* Görev tanımı A *
Listede "Every <instance> ends" ifadesini içeren satırdan "positive clicks: (522, 180)" ifadesini içeren satıra kadar (iki uç dahil) olan satırlarda "rough mask" ifadesini "coarse mask" ile değiştirip yalnızca bu satırları yaz; geri kalan her şey aynen kalsın.

* Seçilen metin *
Bir başka, büyülü bir dünyadan gelir gibidir sesleri onların. Onca yüz yılların acılarını, sevinçlerini, özlemlerini, öfkelerini günümüze taşırlar. Bizi bizden alırlar.
Dinledikçe kendinizden geçersiniz, kendinizi bulursunuz. O sözlerin derinliğinde kaybolursunuz. Saatlerce hatta günlerce bile dinleyebilirsiniz. Hepsinde o özü bulursunuz. Sanki olgunlaşmış, dallarından sarkan olgun meyve gibidir onları dinlemenin tadı. İçli, yanık sesleriyle tüm sözleri havalandırırlar. Lirik, duygulu…
Son temsilcilerinden biri Neşet Ertaş’tı. Hacı Taşan, Muharrem Ertaş, Çekiç Ali… Günümüzde bu geleneği sürdürmeye çalışan yetenekli, usta sanatçı İsmail Altunsaray…
Ezgilerinde Pir Sultan Abdal’ın, Karacaoğlan’ın, Dadaloğlu’nun, Aşık Veysel’in ağırlığını taşırlar.

* Verilen kayıtlar *

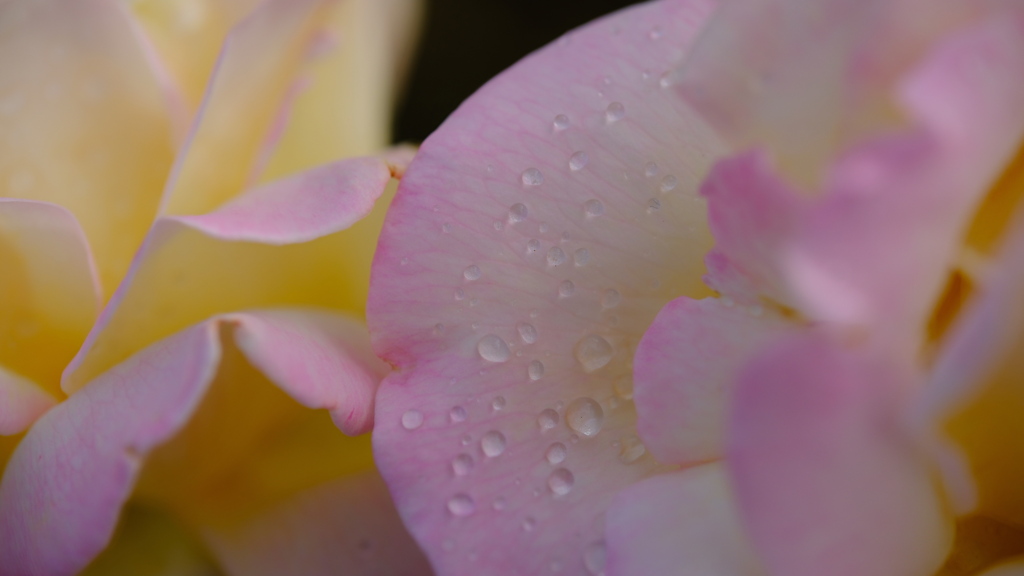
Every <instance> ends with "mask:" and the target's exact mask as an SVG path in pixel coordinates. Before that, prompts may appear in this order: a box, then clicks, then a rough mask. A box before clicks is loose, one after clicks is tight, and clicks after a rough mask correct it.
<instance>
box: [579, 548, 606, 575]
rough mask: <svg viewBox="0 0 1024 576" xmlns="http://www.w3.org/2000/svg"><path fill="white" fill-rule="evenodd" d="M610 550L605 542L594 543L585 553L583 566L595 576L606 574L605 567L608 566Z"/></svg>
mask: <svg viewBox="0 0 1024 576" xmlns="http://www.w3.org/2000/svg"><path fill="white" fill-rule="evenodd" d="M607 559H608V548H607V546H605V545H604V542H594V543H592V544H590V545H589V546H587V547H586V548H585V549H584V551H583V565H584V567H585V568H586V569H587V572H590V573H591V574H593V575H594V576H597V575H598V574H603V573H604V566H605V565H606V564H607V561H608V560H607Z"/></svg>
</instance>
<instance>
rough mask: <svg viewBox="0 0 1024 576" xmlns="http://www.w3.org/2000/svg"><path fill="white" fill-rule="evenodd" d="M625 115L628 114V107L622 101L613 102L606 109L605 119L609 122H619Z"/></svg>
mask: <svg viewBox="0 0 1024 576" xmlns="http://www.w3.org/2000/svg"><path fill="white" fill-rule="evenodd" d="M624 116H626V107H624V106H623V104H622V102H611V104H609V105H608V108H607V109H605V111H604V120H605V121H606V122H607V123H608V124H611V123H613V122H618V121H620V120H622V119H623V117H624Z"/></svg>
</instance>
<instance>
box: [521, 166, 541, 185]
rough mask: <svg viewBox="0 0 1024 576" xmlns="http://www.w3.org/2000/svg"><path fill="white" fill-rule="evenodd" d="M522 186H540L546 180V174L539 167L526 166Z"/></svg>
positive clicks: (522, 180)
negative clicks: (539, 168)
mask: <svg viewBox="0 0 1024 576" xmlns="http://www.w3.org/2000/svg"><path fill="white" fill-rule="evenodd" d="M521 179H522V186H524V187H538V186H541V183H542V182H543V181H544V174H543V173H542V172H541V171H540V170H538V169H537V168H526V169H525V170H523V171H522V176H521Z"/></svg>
==
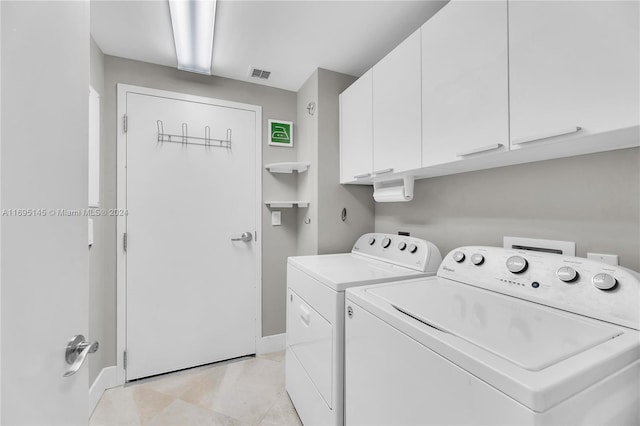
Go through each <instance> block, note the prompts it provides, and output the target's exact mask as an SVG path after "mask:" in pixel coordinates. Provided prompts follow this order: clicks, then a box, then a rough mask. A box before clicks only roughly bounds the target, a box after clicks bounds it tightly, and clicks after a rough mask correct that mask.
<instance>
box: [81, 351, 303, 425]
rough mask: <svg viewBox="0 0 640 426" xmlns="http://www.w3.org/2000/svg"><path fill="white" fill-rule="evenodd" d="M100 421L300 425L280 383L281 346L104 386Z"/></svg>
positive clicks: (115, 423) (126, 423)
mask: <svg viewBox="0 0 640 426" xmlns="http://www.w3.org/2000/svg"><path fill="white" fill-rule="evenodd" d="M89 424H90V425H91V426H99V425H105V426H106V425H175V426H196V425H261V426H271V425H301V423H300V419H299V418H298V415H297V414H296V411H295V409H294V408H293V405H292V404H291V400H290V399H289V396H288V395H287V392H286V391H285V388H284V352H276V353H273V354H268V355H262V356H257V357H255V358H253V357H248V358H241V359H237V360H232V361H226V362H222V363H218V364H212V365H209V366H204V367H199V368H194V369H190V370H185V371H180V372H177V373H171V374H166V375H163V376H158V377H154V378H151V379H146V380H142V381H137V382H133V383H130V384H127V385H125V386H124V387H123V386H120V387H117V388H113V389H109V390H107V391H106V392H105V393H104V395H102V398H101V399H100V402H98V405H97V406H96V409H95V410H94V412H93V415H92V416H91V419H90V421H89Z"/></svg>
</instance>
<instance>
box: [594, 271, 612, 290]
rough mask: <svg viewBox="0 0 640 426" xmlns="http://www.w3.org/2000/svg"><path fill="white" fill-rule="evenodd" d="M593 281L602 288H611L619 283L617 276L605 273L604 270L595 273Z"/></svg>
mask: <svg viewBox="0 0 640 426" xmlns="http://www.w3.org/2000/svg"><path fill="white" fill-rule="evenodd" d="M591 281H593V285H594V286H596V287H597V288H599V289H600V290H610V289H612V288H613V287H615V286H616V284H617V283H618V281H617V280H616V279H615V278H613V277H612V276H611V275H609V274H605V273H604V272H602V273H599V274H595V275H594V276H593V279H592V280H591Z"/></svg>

* Görev tanımı B *
Halk sanatçılarının seslerini anlatan metnin tamamını, hiçbir değişiklik yapmadan çıktı olarak ver.

* Nihai yanıt A *
Every <instance> ends with "mask:" and the target's exact mask as an SVG path in pixel coordinates. Before that, prompts may appear in this order: a box, then clicks, then a coarse mask. A box before clicks is loose, one after clicks is tight, and clicks after a coarse mask correct it.
<instance>
box: [579, 548, 606, 575]
coarse mask: <svg viewBox="0 0 1024 576" xmlns="http://www.w3.org/2000/svg"><path fill="white" fill-rule="evenodd" d="M610 550L605 542L594 543L585 553L583 566L595 576L606 574L605 567L608 566Z"/></svg>
mask: <svg viewBox="0 0 1024 576" xmlns="http://www.w3.org/2000/svg"><path fill="white" fill-rule="evenodd" d="M607 559H608V548H607V546H605V545H604V542H594V543H592V544H590V545H589V546H587V547H586V548H585V549H584V551H583V565H584V567H585V568H586V569H587V572H590V573H591V574H593V575H594V576H597V575H598V574H603V573H604V566H605V565H606V564H607V561H608V560H607Z"/></svg>
</instance>
<instance>
coarse mask: <svg viewBox="0 0 1024 576" xmlns="http://www.w3.org/2000/svg"><path fill="white" fill-rule="evenodd" d="M625 115L628 114V107L622 101L613 102L606 109L605 119L609 122H619Z"/></svg>
mask: <svg viewBox="0 0 1024 576" xmlns="http://www.w3.org/2000/svg"><path fill="white" fill-rule="evenodd" d="M624 116H626V107H624V106H623V104H622V102H611V104H609V105H608V108H607V109H605V111H604V120H605V121H606V122H607V123H608V124H611V123H613V122H618V121H620V120H622V119H623V117H624Z"/></svg>
</instance>
<instance>
box: [521, 166, 541, 185]
coarse mask: <svg viewBox="0 0 1024 576" xmlns="http://www.w3.org/2000/svg"><path fill="white" fill-rule="evenodd" d="M522 186H540L546 180V174L539 167L526 166Z"/></svg>
positive clicks: (522, 180)

* Nihai yanıt B *
Bir başka, büyülü bir dünyadan gelir gibidir sesleri onların. Onca yüz yılların acılarını, sevinçlerini, özlemlerini, öfkelerini günümüze taşırlar. Bizi bizden alırlar.
Dinledikçe kendinizden geçersiniz, kendinizi bulursunuz. O sözlerin derinliğinde kaybolursunuz. Saatlerce hatta günlerce bile dinleyebilirsiniz. Hepsinde o özü bulursunuz. Sanki olgunlaşmış, dallarından sarkan olgun meyve gibidir onları dinlemenin tadı. İçli, yanık sesleriyle tüm sözleri havalandırırlar. Lirik, duygulu…
Son temsilcilerinden biri Neşet Ertaş’tı. Hacı Taşan, Muharrem Ertaş, Çekiç Ali… Günümüzde bu geleneği sürdürmeye çalışan yetenekli, usta sanatçı İsmail Altunsaray…
Ezgilerinde Pir Sultan Abdal’ın, Karacaoğlan’ın, Dadaloğlu’nun, Aşık Veysel’in ağırlığını taşırlar.